### SOURCE DOCUMENT:
The Penobscot Times

Revived Johnny’s Restaurant closes in Old Town after 3 months in business

OLD TOWN, Maine — An iconic Old Town restaurant that reopened amid the coronavirus pandemic has shut its doors, after roughly three months in business. 

Sunny Patel opened Johnny’s Restaurant at the end of last year, with hopes of resurrecting a longtime community favorite. The restaurant dates back at least 50 years and has passed through many owners over the decades, each one trying to carry on its legacy. The restaurant disappeared from the city for nearly a decade after it was purchased and turned into a Thai eatery around 2012, according to Penobscot Times archives.

So, residents were eager to return to the lost establishment after it reopened last year. 

Johnny’s offered long-time residents a sense of nostalgia for the old days. For many locals, it was the place to be — a community staple that brought memories of splitting a pizza with friends or their first part-time job.

### RECORDS SHOWN:
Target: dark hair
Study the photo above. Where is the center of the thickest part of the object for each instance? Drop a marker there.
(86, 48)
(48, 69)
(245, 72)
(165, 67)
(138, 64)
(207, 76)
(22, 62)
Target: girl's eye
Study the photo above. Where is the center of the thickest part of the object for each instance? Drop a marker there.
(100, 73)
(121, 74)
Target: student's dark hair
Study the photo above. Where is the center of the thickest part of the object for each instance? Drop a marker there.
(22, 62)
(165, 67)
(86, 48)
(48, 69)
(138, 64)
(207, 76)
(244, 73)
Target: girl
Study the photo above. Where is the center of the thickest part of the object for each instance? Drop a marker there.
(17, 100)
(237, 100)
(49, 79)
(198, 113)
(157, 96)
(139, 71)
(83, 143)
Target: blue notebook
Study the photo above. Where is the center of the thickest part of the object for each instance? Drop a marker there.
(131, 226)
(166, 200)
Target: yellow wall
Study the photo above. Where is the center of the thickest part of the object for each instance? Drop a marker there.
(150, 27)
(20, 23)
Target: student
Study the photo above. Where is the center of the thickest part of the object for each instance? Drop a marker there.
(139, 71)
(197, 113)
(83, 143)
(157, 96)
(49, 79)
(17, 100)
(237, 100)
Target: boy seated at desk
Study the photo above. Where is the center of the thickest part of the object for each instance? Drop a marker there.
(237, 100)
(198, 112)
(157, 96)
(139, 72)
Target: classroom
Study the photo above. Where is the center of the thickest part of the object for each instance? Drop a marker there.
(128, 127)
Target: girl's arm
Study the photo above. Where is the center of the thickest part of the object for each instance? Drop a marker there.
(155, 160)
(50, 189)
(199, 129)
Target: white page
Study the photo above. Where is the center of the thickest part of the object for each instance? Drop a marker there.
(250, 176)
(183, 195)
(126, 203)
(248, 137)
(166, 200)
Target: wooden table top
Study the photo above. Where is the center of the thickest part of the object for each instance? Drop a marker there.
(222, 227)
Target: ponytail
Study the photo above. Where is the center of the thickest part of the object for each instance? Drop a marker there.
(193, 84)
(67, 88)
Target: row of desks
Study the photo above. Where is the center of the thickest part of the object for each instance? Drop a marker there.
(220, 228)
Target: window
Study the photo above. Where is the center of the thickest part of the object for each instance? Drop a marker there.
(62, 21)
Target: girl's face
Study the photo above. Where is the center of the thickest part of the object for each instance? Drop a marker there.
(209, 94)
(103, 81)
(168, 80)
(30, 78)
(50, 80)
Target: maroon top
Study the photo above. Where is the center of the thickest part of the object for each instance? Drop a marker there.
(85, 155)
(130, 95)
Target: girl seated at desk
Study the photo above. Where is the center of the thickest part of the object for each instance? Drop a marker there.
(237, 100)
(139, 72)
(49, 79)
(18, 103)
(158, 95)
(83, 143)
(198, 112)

### GOAL OF THE EXERCISE:
Pick up the Johnny's Restaurant article after its final sentence and write the next part. The items were taken from a separate source.

### THE ANSWER:
Patel, who works at Tim’s Little Big Store on Main Street, had no experience running a restaurant so he enlisted the help of a few local people to get the business off the ground.

The community’s response to the new version of Johnny’s was overwhelming at first. But it quickly subsided as the novelty wore off. 

People stopped coming in to dine. Servers were getting smaller and smaller tips. “It was a tough time to open a restaurant,” Dottie Ehman, who was helping to manage the restaurant, said Wednesday. 

“Everybody was struggling,” she said. 

Ehman had to take medical leave shortly after Johnny’s opened, leaving a gap in management oversight. Patel continued to work at the convenience store across the street, but would regularly check in with customers. 

Still, day to day business dropped off and the restaurant couldn’t sustain itself. 

On Monday, Patel and Ehman decided to close. They taped signs on the windows around the building with a brief and vague notice, “sorry … we are closed.” 

Patel posted a similar announcement via the restaurant’s Facebook page that drew shock and frustration from the community. “They all want the restaurant back,” he said. 

Patel said he hasn’t slept for the past three nights. He’s kept awake thinking about the restaurant and the circumstances that led to its end.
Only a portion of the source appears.